■ Supplied material
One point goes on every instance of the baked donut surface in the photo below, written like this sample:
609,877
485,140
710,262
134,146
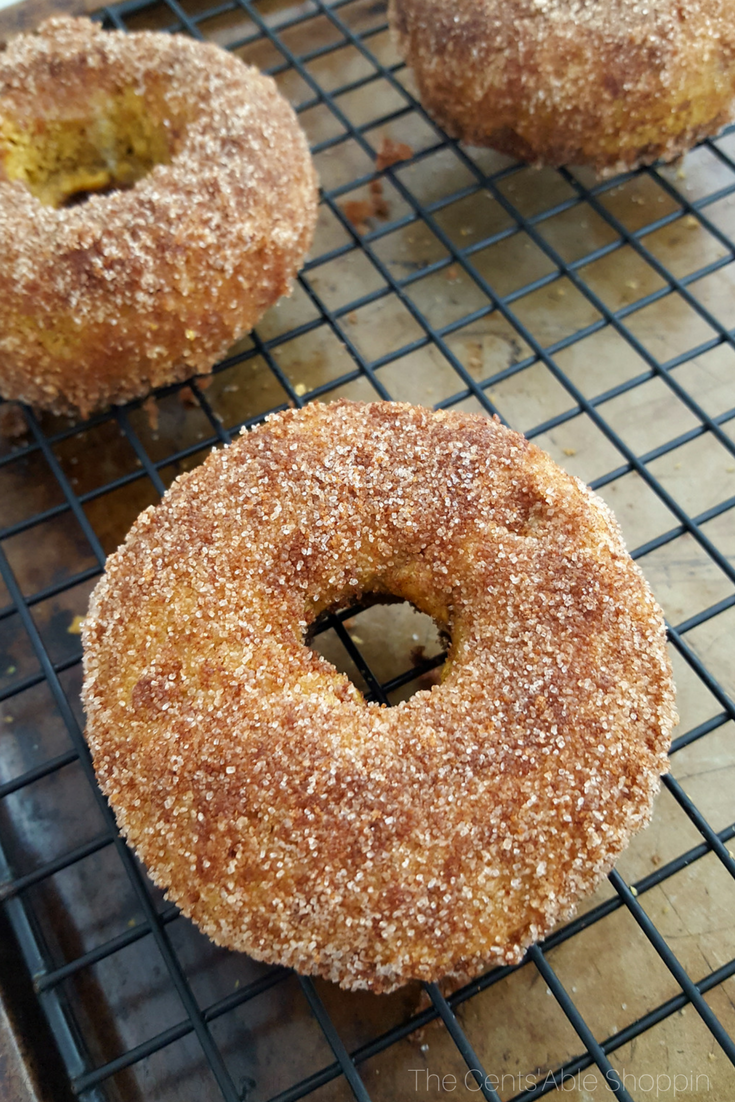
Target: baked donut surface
613,84
295,821
212,208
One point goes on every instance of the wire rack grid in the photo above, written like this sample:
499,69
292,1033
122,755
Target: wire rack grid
594,315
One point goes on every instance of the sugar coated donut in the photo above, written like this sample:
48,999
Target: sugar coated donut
613,84
293,820
201,206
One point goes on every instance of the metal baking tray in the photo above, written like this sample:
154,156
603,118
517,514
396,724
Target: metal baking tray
595,316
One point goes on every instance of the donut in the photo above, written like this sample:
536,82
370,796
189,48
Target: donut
293,820
613,84
157,196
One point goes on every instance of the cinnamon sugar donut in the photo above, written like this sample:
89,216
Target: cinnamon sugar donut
201,206
294,821
613,84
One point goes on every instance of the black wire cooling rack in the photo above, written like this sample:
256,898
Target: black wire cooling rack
594,315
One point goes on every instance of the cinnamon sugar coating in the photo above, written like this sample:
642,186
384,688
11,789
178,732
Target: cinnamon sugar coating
138,288
292,820
613,84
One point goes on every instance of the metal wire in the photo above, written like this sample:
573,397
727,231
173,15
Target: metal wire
88,1078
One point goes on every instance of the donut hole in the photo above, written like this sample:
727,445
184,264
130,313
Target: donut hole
109,146
393,638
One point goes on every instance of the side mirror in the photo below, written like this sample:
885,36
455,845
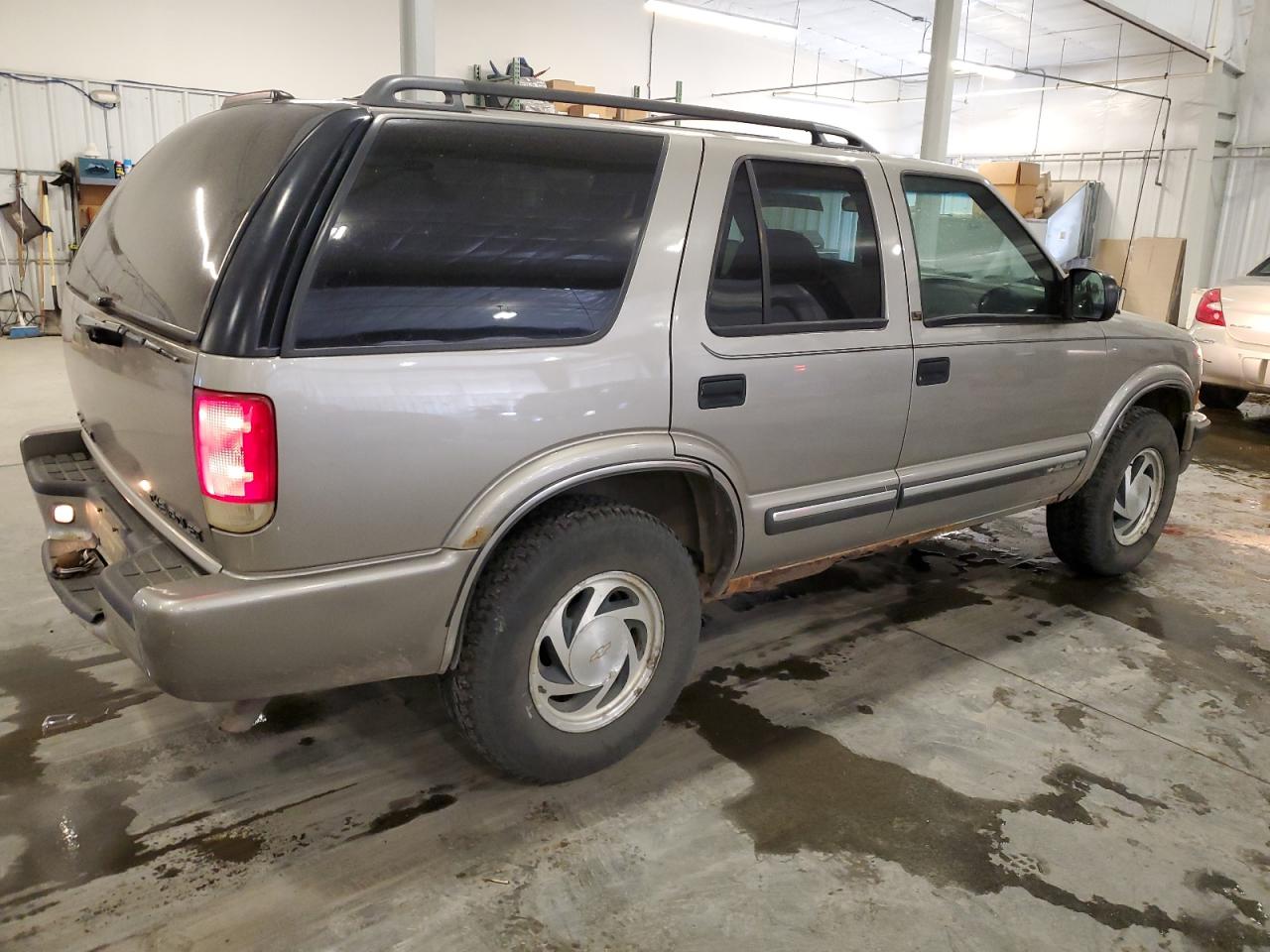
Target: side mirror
1089,296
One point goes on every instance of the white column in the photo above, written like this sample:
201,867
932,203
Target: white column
418,39
939,81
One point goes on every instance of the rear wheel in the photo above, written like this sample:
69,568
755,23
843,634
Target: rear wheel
1218,398
1112,524
579,638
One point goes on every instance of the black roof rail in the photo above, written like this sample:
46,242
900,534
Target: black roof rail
261,95
385,91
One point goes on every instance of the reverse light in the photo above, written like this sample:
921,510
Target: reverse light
236,456
1209,308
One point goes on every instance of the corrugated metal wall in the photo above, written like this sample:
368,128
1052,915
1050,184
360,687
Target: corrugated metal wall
50,119
1243,238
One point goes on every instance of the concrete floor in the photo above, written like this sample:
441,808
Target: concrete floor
953,747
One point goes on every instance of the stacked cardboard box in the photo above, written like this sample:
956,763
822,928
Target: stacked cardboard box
1042,206
1151,272
1016,181
570,86
592,112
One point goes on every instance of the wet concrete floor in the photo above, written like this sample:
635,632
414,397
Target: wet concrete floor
957,746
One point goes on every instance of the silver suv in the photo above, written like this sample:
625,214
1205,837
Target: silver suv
393,388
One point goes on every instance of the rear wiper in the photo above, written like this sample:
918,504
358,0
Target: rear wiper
105,334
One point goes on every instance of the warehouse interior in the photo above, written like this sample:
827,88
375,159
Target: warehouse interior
956,743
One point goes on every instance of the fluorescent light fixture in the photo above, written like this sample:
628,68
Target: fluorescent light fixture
982,68
1021,90
754,27
820,99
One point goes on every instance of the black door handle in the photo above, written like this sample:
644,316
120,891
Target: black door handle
714,393
933,370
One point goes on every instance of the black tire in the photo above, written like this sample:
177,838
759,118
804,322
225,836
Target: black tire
1218,398
566,542
1080,527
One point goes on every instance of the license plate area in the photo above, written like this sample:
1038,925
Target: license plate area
108,530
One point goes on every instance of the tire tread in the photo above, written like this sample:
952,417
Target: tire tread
529,542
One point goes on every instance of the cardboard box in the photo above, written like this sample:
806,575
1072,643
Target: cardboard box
1011,173
1021,198
592,112
570,85
1150,272
1016,182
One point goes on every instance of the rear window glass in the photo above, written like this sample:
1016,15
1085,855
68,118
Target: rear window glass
460,232
159,245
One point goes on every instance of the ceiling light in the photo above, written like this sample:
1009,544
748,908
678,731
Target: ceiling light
820,99
754,27
982,68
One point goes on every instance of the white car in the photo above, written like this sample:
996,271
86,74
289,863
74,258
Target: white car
1232,325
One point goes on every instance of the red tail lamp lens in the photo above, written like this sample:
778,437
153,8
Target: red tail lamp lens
1209,308
236,447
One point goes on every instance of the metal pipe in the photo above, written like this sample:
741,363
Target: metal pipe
938,114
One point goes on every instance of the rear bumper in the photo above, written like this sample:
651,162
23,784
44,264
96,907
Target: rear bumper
1197,428
1230,363
222,636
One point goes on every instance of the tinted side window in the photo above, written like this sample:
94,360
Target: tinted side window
807,259
480,232
737,290
974,258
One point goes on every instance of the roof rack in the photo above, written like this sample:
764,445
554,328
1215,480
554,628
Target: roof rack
385,91
261,95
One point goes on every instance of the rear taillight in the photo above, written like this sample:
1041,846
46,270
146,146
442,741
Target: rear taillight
236,453
1209,308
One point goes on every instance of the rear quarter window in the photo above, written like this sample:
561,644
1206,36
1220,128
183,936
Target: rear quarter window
160,243
468,234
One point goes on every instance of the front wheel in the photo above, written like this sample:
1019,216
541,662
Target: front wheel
1216,398
1114,521
579,638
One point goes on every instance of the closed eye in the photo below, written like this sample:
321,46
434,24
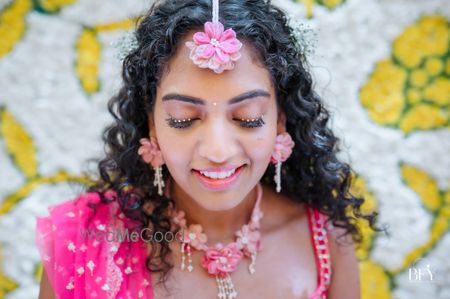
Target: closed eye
186,123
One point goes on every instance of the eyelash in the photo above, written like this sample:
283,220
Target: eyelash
186,123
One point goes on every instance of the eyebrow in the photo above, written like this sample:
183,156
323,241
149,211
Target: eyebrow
197,101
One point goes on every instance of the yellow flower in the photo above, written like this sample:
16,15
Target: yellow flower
434,66
384,98
423,117
439,92
419,78
426,38
424,185
413,96
55,5
447,66
12,24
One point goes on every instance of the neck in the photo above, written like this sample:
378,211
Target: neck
219,226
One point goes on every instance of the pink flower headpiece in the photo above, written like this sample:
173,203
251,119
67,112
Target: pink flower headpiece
215,48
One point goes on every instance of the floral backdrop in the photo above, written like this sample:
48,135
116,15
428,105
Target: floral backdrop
382,67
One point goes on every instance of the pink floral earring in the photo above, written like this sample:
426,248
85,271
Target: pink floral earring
282,151
151,154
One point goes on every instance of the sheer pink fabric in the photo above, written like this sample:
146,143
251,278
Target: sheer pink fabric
106,265
88,257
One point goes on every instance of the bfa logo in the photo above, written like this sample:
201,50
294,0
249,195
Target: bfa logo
421,273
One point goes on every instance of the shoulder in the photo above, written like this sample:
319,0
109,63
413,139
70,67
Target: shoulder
345,280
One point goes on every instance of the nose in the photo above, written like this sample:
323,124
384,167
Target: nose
218,141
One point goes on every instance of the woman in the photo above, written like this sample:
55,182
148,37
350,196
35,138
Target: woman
221,148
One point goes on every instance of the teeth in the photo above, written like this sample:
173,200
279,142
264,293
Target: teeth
218,175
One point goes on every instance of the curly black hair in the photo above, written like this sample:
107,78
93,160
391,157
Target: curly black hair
312,175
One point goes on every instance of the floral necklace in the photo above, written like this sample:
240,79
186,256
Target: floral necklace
221,260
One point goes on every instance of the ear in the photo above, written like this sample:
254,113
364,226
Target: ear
151,124
281,122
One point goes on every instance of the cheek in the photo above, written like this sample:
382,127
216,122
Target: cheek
175,156
259,148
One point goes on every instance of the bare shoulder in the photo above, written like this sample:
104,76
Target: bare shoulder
345,282
46,290
280,211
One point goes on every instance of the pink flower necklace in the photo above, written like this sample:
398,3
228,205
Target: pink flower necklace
221,260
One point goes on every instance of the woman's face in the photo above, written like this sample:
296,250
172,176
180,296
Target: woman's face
216,139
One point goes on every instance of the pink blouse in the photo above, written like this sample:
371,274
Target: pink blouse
103,256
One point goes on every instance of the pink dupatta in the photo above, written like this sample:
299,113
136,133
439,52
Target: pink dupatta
103,264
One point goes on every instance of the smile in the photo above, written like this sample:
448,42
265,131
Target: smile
218,180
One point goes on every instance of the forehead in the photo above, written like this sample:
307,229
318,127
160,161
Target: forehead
183,76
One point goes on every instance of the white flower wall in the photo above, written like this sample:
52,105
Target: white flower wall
382,67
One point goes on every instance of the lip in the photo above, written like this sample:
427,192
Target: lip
218,184
219,169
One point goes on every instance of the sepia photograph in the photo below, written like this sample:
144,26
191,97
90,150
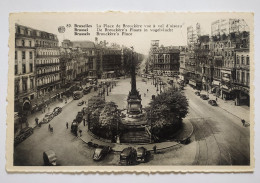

■ Exercise requirements
Pull out every line above that contains the word "ceiling", and copy each one in full. Count a line only when its letters match in case.

■ Result for this exercise
One point goes on every instance of the ceiling light in the photo above, written like this sample:
Target: ceiling light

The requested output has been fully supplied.